* _Задание_:
Перепишите фрагмент обсуждения о лечении сервера от вирусов от "Возможно ли такое, что" до "ясно, ищите специалиста!" включительно, поменяв "хостера" на "провайдера".

* _Извлечённый текст_:
══════════════════════════════
# Форум на русском языке  > Лечение и защита сайтов от вирусов  >  Лечение сервера от вирусов.

## Роман Милюшкевич

Добрый день. На сервере лежит 10 сайтов. На всех сайтах лежат непонятные файлы. Ресурсы сервера всё время полностью заняты(количество процессов, виртуальная и физическая память), хотя раньше такого не было. CMS сайтов Wordpress 4 и Modx Revo 2.3.2
Ниже привожу ссылки на эти файлы:
http://pastebin.com/SBkyZ5EM
http://pastebin.com/irDy5kY1
http://pastebin.com/AQwv5QkQ
http://pastebin.com/ByXE5TtK
http://pastebin.com/XuVvQFNz
http://pastebin.com/Lary6ijf
http://pastebin.com/5hYv8Rzf
http://pastebin.com/1m5ZxEz6

Эксплоиты:
http://pastebin.com/L1TXAJRV
http://pastebin.com/zpJFUq5p
http://pastebin.com/2RqyBBr9

И интересный файл jquery.so

Возможно ли такое, что с помощью эксплойтов библиотека jquery.so установилась, теперь сидит в памяти, грузит сервер и размножает зловредные файлы, т.к. файлы после удаления появляются заново? Есть ли тут вина хостера, в том, что на сервере удалось запустить эксплойт и поместить библиотеку в память? Как с этим бороться? Где искать причину заражения?

----------

Надоело быть жертвой? Стань профи по информационной безопасности, получай самую свежую информацию об угрозах и средствах защиты от ведущего российского аналитического центра Anti-Malware.ru:

----------


## winstrool

а на приложенный файл, решил глянуть исходники АВ сразу среагировал как на Linux/Roopre.A троянская программа т.е, тут уже все ясно, ищите специалиста!

----------


## winstrool

ПС, писал вам уже об этой проблеме

----------
══════════════════════════════
* _Перечень данных_:
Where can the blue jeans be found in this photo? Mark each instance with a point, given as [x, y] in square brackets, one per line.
══════════════════════════════
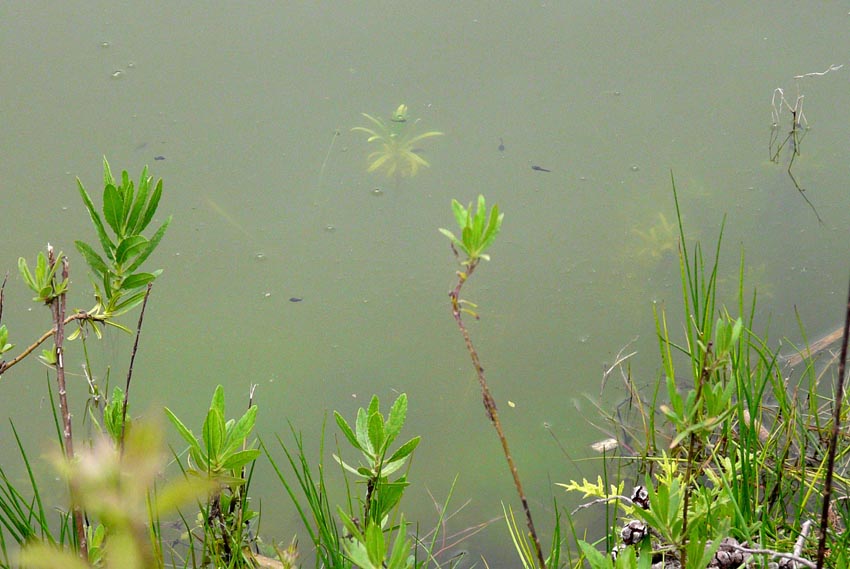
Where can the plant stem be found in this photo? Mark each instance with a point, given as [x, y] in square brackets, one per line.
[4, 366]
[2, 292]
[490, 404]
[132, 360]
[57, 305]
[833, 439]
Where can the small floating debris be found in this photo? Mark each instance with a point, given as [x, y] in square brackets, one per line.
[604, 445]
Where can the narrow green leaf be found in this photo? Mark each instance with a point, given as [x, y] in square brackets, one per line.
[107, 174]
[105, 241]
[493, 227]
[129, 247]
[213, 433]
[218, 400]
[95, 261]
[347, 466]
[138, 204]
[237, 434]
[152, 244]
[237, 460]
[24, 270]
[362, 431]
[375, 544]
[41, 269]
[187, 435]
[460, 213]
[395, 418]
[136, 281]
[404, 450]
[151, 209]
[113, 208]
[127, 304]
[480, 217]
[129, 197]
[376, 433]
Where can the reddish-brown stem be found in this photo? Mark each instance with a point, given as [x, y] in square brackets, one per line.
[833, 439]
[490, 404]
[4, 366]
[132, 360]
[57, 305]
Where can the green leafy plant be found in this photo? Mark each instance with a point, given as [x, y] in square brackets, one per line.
══════════════════════════════
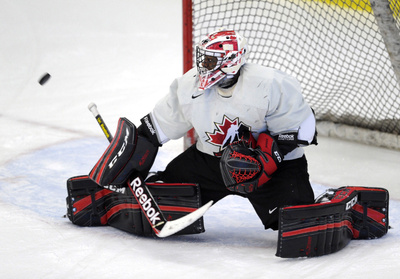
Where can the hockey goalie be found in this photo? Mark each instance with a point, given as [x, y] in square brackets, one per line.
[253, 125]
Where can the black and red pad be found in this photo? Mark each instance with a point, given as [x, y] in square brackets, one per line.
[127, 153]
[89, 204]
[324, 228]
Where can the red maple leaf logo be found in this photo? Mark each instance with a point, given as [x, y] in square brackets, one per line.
══════════════════════════════
* _Решение задачи_:
Возможно ли такое, что с помощью эксплойтов библиотека jquery.so установилась, теперь сидит в памяти, грузит сервер и размножает зловредные файлы, т.к. файлы после удаления появляются заново? Есть ли тут вина провайдера, в том, что на сервере удалось запустить эксплойт и поместить библиотеку в память? Как с этим бороться? Где искать причину заражения?

----------

Надоело быть жертвой? Стань профи по информационной безопасности, получай самую свежую информацию об угрозах и средствах защиты от ведущего российского аналитического центра Anti-Malware.ru:

----------


## winstrool

а на приложенный файл, решил глянуть исходники АВ сразу среагировал как на Linux/Roopre.A троянская программа т.е, тут уже все ясно, ищите специалиста!